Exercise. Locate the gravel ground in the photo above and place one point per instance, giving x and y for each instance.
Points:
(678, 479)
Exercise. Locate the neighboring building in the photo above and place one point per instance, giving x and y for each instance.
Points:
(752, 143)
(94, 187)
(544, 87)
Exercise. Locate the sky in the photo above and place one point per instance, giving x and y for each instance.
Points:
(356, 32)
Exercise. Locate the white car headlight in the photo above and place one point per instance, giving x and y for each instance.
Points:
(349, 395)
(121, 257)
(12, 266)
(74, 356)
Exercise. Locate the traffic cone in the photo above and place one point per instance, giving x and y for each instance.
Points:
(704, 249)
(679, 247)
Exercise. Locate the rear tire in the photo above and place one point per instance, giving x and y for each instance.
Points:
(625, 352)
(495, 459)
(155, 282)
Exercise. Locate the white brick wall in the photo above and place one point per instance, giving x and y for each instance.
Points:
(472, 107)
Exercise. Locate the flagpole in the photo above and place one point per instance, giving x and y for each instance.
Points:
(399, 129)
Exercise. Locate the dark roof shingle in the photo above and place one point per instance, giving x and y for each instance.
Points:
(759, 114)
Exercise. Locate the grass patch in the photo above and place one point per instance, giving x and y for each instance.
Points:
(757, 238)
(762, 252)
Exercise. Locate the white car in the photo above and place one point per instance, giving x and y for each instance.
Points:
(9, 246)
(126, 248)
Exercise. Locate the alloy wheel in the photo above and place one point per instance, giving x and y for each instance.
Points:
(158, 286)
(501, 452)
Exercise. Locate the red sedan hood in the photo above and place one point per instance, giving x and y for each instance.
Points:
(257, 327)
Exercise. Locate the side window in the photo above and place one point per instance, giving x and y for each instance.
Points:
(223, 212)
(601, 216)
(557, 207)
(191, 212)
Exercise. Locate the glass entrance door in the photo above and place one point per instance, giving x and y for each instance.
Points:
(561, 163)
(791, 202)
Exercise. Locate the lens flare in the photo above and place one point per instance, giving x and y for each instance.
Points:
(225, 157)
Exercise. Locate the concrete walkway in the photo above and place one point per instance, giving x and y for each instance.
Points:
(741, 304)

---

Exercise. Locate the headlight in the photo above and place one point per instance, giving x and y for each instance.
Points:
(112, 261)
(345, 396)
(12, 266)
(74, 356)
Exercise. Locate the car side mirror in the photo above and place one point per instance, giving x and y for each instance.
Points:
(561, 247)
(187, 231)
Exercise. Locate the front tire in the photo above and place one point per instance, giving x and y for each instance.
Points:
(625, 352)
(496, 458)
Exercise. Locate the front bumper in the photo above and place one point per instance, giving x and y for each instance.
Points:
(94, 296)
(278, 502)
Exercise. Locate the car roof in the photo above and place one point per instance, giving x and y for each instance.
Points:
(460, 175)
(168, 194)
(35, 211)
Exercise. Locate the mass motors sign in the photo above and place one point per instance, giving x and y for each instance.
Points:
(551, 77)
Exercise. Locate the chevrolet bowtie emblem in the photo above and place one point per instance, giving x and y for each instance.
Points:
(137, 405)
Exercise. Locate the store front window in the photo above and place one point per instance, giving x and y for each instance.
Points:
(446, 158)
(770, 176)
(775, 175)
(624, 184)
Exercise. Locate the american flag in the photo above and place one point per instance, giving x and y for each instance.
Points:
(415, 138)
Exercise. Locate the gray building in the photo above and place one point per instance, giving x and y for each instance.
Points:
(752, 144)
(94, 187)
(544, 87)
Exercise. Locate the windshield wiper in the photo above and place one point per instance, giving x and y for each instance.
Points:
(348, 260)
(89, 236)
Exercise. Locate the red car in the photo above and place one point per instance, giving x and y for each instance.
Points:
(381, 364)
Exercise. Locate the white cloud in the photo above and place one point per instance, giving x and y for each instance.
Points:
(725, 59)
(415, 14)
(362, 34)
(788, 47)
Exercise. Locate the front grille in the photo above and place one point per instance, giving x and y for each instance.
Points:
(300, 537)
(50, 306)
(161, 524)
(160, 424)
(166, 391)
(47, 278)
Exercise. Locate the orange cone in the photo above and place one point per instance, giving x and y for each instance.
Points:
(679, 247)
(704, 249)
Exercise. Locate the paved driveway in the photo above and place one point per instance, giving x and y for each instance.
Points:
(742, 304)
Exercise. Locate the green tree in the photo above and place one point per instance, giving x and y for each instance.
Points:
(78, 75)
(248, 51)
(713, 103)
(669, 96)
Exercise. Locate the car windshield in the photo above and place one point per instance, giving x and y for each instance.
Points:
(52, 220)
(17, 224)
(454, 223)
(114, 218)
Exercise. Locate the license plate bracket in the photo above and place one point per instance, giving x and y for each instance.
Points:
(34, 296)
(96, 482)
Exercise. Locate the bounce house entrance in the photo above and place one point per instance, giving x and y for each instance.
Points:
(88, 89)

==

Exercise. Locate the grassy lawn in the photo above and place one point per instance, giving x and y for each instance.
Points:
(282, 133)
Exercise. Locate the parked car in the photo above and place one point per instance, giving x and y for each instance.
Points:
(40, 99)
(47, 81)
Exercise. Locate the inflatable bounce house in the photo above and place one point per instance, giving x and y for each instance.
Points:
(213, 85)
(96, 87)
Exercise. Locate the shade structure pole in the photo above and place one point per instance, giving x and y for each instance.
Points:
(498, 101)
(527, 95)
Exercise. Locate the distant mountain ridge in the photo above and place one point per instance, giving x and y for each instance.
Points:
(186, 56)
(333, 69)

### Work required
Work out how many lines of the listing above include the word "side". Reply with nothing but the count.

### Solution for this task
2